** Directive A **
Set down the passage in the post about the MBF newsletter mail merge mistake word for word, beginning at the words "Register to receive" and stopping after "but not fatal.".

MBF Newsletter Mail Merge Mistake
Feb 2nd, 2010
Either someone is doing an excellent job phishing for MBF member details, or they screwed up sending out their most recent email newsletter.
The newsletter’s subject is “Your chance to win 10K worth of prizes” and it contains the following text:
Hi William,At MBF we want to help you get the most from your health insurance.
Register to receive our updates via email today and we can help to keep you healthy and happy.
To register click here, login to myMBF and make sure you complete your contact details and update your communications preferences to email. If you’re already registered, make sure you check your details in case anything has changed since you last visited.
Two things immediately jump out at me here:
- My name isn’t William. Something has gone wrong with their mail merge and it’s put someone else’s name on my email. Embarrassing, but not fatal.
- I have all my MBF communications set to ‘post’ – all email options (that I can find) are switched off.
To complicate things further, the links are all of the form: http://p1.eservicesesp.com/cts/click?q=randomcharactershere – no doubt this is a mailing service that they’re using to track newsletter click throughs, but to a casual observer, it looks like it might be a phishing attempt.

** Directive B **
In the rows, switch "innermost" to "central" in the lines beginning at the one that has "point: dark trousers" and continuing through the last row. Write out only those lines, with nothing else changed.

** Source records **
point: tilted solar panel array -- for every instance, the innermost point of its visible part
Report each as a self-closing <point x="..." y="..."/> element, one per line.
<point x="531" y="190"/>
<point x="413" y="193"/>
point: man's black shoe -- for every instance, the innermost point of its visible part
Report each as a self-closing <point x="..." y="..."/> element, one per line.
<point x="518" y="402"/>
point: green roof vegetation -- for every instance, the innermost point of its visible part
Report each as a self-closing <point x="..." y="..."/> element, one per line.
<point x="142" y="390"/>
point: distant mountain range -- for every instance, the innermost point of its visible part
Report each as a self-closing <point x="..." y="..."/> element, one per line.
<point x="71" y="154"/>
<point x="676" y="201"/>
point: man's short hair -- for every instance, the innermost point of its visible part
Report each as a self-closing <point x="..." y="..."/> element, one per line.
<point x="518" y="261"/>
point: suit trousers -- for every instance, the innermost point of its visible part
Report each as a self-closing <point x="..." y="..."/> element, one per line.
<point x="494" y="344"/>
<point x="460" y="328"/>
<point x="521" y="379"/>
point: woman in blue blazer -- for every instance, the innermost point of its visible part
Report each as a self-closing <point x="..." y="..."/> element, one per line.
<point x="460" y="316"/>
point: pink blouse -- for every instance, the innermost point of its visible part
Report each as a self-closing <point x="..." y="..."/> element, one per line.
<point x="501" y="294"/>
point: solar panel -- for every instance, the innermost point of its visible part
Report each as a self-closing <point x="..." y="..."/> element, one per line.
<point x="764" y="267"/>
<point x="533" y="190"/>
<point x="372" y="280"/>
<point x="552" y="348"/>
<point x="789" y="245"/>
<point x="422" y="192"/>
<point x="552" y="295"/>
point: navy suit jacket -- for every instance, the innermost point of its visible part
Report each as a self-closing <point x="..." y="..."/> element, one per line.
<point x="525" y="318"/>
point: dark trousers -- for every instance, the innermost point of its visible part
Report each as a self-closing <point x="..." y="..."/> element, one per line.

** Complete output A **
Register to receive our updates via email today and we can help to keep you healthy and happy.
To register click here, login to myMBF and make sure you complete your contact details and update your communications preferences to email. If you’re already registered, make sure you check your details in case anything has changed since you last visited.
Two things immediately jump out at me here:
- My name isn’t William. Something has gone wrong with their mail merge and it’s put someone else’s name on my email. Embarrassing, but not fatal.

** Complete output B **
point: dark trousers -- for every instance, the central point of its visible part
Report each as a self-closing <point x="..." y="..."/> element, one per line.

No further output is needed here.